◆ What to do:
Go through the listing and return every line with "thickest" in it.

◆ Data listing:
┄┄┄┄┄┄┄┄┄┄

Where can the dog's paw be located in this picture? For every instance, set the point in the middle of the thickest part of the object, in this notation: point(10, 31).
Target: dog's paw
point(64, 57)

┄┄┄┄┄┄┄┄┄┄

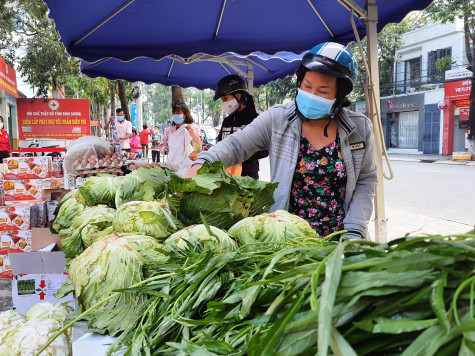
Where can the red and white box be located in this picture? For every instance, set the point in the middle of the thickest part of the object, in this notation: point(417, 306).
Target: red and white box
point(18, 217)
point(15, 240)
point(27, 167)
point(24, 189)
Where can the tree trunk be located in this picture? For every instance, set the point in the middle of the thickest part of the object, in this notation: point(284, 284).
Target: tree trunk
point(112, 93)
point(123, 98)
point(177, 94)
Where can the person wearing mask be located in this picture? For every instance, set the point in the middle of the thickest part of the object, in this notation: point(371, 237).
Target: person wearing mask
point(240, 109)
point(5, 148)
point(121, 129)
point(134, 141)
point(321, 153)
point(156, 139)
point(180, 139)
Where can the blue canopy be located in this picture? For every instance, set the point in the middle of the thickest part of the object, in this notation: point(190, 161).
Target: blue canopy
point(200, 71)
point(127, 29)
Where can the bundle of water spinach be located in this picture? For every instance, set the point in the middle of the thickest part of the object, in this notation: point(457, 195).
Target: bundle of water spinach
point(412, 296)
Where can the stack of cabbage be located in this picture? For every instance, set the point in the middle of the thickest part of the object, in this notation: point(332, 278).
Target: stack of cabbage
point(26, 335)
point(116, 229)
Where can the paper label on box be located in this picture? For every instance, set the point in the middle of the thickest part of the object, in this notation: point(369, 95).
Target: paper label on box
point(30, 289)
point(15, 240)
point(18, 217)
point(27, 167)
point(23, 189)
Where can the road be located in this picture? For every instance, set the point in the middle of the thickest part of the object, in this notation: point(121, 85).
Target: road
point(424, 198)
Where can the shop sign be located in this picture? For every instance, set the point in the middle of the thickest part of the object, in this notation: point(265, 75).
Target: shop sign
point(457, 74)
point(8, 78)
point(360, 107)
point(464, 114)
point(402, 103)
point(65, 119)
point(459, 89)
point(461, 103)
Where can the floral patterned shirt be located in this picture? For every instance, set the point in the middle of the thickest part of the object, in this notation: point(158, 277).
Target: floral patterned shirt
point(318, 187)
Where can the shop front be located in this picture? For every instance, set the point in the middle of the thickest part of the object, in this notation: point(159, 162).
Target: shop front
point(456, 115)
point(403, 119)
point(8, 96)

┄┄┄┄┄┄┄┄┄┄

◆ Reply:
Where can the dog's paw be located in this picture? For every instance, set the point in the middle of the thickest part of the object, in this notation: point(10, 31).
Where can the red and white box be located in this picture? For every instance, set the point in the middle of the thickest part of the object, in this notation: point(417, 306).
Where can the tree trunk be located in this picture? For every instance, set the point in the middle of the thickest part of the object, in this notation: point(284, 284).
Where can the person wearing mask be located in this picture? For every instance, set the point in the middle of the thickest part of the object, in this notation: point(371, 237).
Where can the blue canopy be located in this picture? For every instance, set the point in the middle of the thickest part of the object, in this notation: point(190, 161).
Where can the bundle of water spinach be located in this picture? For every instance, set the point in the middle of the thickest part of the object, in this notation: point(457, 195).
Where can the stack of cabbage be located in this picture? For every instance, set the point in the middle of the thickest part of the object, in this notation: point(332, 278).
Where can the paper label on box be located in this picture? For every instance, set the point in the middle of the thickest part of the object, in this notation: point(369, 95).
Where can the road be located in this picture? For every instance, set the point in the middle of the thickest part of the object, in this notation: point(121, 85).
Where can the shop sign be located in this picture? For every instance, set the point in the middle of the thickest part of the object, in this notation: point(265, 75).
Where can the floral patterned shirt be located in this picture? For every instance, set the point in the middle of the thickest part of the object, in this notation: point(158, 277).
Where can the shop front be located in this picture? For every instance, set the point in the middle of the thickest part of the object, in this notation: point(159, 162).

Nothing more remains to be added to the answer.